>> Begin Input for this task

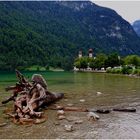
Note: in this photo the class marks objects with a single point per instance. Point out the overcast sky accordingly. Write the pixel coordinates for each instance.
(129, 10)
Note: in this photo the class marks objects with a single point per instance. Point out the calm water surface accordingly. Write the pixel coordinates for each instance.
(117, 91)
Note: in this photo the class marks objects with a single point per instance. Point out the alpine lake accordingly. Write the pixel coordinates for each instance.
(90, 90)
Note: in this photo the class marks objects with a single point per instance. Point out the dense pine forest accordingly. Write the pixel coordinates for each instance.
(52, 33)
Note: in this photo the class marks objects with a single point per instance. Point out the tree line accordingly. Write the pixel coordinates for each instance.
(105, 61)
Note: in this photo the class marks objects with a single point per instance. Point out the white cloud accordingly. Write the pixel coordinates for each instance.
(129, 10)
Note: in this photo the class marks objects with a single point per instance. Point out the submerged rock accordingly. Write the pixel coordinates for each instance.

>> End Input for this task

What to do:
Put every line of the records above into a numbered list, skipping blank lines. Leave the pictures out of the list.

Worked solution:
1. Note: in this photo the class marks objects with a single point per instance. Point out the overcast sky accordingly. Write the pixel coordinates for each instance.
2. (129, 10)
3. Note: in this photo the class marks objects with a single point per instance. Point out the calm water surface accordingly. Write the pixel coordinates for each instance.
4. (117, 91)
5. Note: in this photo the class marks objects with a single point per instance. Point out the alpine lake accordingly. Write the pixel coordinates for each instance.
6. (90, 90)
7. Note: in this photo the class marks objects with a single point per instance. Point out the dense pine forest accordingly. Write the pixel coordinates for each instance.
8. (52, 33)
9. Note: in this photo the class marks objects with a single point per instance. Point out the tree line accordingly. Write the pixel coordinates for each instance.
10. (105, 61)
11. Note: in this photo the class marks objects with a single point per instance. Point out the white cloud accordingly. Write the pixel coordinates for each instance.
12. (129, 10)
13. Note: in this photo the class marks objects with a single point per instance. Point out the submerged rock accordingly. Write the pixel coordinates for each instance.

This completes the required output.